Subsequently, a match (Hit) is output as the search result of the search unit 21. Since the search result is a match, the All-Miss determination circuit 22 controls the drive signal preemptive circuit 23 to continue asserting the slave drive signal SLEN. In other words, the activation of the slave block 3 is continued. Therefore, the search operation of slave blocks 3a and 3b is started triggered by the next rising edge of the clock signal CLK. Consequently, the search (determination) by search unit 31 is performed.

In FIG. 2, since the search results of the master block 2, slave block 3a, and 3b are all matches (Hit), ALL MLO also outputs a match (Hit). That is, since the slave drive signal SLEN has reached slave blocks 3a and 3b at the time of the next rising edge of the clock, slave blocks 3a and 3b operate normally, outputting a match (Hit), and ALL MLO also outputs a match (Hit).

FIG. 3 is a diagram where the search result of the master block 2 is a mismatch (Miss). In FIG. 3, the search unit 21 starts the search operation triggered by, for example, the rising edge of the clock signal CLK. In parallel with the search operation, the drive signal preemptive circuit 23 asserts the slave drive signal SLEN. Consequently, SLEN0 of slave block 3a and SLEN1 of slave block 3b are asserted, activating slave blocks 3a and 3b. Therefore, they are in a state where they can start the search operation triggered by the next rising edge of the clock signal CLK.

Subsequently, a mismatch (Miss) is output as the search result of the search unit 21. Since the search result is a mismatch, the All-Miss determination circuit 22 controls the drive signal preemptive circuit 23 to negate the slave drive signal SLEN, inactivating the slave block 3 (bold line in FIG. 3). Consequently, SLEN0 of slave block 3a and SLEN1 of slave block 3b are negated, and even if the next rising edge of the clock signal CLK comes, the search operation is not performed in slave blocks 3a and 3b. Therefore, the search (determination) by the search unit 31 is not performed.

In FIG. 3, since the search result of the master block 2 is a mismatch (Miss), ALL MLO outputs a mismatch (Miss) regardless of the search results of slave blocks 3a and 3b.

# [DATA FOR THE TASK]
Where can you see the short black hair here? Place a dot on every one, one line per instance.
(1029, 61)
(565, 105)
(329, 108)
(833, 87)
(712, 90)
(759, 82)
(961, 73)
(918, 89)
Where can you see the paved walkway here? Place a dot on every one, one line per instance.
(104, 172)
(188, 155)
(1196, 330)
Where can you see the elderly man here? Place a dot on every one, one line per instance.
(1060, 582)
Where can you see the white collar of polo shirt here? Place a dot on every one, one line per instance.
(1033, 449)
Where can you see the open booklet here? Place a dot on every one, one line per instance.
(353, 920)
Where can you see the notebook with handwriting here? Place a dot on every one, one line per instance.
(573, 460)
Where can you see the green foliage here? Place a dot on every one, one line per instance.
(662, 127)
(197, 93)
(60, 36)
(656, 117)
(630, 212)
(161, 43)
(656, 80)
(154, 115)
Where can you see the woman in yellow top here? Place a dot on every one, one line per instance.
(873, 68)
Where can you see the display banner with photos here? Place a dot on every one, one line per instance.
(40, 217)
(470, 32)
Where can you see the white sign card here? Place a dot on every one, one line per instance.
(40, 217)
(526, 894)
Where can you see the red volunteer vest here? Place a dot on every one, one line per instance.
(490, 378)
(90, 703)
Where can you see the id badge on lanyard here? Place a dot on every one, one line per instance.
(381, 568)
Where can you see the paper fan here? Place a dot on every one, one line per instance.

# [EXERCISES]
1. Translate this sentence from the passage on the search circuits into Spanish: "In other words, the activation of the slave block 3 is continued."
2. List every line of the rows that contains the string "with", treating uppercase and lowercase as different.
The rows are unrelated to the text.

# [PER-TASK ANSWERS]
1. En otras palabras, la activación del bloque esclavo 3 continúa.

2.
Where can you see the notebook with handwriting here? Place a dot on every one, one line per instance.
Where can you see the display banner with photos here? Place a dot on every one, one line per instance.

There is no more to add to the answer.